Written exercise 1 ->
Write out everything in the fishing thread below from "We went out" down to "Especially on a fly.", copying it exactly.

Page extract ->
####################

# Jacks on the fly



## noise.boy (Mar 7, 2012)

We went out a week ago. Matagorda Bay was still in the early morning. As soon as the sun hit the water these guys were bustin it on the surface! They pull hard! Especially on a fly.










Sent from my iPad using Tapatalk HD


----------



## Billy Baroo (Apr 21, 2010)

Please tell me you caught this on a spey rod...


----------



## Billy Baroo (Apr 21, 2010)

you need to get a new camera too....your camera takes pictures upside down...


----------



## noise.boy (Mar 7, 2012)

We caught it on a 12 wt rod. We were looking for tarpon. The camera is my son's iPhone. We each caught jacks two mornings in a row. They're bullies!


Sent from my iPad using Tapatalk HD


----------



## Billy Baroo (Apr 21, 2010)

Booo...this place needs more spey...for a guy that has a spey rod in every size you sure aren't bringing the......noise. 


makes me sad.


----------



## Billy Baroo (Apr 21, 2010)

Ps... Your son's iPhone is broken...


----------



## noise.boy (Mar 7, 2012)

The photo looks fine on my iPad. It's upside down here. Talk to 2cool... I love spey! Too bad it doesn't work well in the salt.


----------



## Joe T (Dec 13, 2012)

nice jack!!


----------



## Billy Baroo (Apr 21, 2010)

####################

Data in this exercise ->
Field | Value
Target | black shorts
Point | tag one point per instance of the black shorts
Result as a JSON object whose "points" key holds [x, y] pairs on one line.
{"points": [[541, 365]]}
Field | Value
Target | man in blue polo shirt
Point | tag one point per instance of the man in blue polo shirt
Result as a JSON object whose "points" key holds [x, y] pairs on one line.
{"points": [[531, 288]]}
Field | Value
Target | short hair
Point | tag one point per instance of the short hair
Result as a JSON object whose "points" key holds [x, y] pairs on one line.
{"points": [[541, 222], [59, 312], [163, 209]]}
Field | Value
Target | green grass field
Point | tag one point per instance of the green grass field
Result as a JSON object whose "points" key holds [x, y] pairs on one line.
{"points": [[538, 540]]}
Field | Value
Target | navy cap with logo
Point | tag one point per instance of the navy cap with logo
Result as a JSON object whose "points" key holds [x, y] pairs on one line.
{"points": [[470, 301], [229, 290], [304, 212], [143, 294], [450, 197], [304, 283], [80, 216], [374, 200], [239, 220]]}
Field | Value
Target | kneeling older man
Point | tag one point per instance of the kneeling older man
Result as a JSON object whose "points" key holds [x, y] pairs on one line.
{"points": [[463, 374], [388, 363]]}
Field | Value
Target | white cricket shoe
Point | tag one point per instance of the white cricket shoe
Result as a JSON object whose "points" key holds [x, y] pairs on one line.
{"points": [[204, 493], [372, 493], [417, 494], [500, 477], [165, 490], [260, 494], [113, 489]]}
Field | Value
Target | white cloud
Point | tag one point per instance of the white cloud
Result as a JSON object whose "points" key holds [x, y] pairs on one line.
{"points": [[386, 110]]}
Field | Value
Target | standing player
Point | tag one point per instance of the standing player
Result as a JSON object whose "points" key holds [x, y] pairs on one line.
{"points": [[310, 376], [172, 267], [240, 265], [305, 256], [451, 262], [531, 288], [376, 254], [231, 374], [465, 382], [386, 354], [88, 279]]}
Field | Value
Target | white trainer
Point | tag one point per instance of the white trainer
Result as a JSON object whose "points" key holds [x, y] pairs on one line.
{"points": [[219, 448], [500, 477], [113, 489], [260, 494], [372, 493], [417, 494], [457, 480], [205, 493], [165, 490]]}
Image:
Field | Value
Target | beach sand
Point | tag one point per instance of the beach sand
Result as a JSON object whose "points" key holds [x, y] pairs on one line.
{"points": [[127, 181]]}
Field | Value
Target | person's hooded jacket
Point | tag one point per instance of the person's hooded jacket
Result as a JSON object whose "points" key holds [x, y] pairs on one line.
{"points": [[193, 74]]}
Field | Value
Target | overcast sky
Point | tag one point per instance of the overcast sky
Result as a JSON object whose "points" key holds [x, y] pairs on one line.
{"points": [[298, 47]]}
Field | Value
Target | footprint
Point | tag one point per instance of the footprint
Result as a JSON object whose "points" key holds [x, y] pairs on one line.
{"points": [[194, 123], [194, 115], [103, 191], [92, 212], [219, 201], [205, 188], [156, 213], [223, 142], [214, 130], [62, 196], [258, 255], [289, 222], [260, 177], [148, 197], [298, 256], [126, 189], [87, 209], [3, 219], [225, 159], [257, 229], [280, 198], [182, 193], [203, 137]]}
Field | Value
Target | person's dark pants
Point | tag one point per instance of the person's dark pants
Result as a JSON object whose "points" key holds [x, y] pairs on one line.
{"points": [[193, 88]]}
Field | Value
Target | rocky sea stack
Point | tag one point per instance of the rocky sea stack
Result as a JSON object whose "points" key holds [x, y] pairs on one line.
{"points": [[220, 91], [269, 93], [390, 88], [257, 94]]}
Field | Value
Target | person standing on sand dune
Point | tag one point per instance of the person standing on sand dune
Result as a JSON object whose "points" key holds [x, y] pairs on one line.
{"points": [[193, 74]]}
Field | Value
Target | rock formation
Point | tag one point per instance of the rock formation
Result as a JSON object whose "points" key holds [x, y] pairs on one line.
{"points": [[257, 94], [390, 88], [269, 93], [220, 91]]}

####################

Written exercise 2 ->
Pick out every line of the records above that contains the word "dark". Case counts.

Expected answer 1 ->
We went out a week ago. Matagorda Bay was still in the early morning. As soon as the sun hit the water these guys were bustin it on the surface! They pull hard! Especially on a fly.

Expected answer 2 ->
Target | person's dark pants
Point | tag one point per instance of the person's dark pants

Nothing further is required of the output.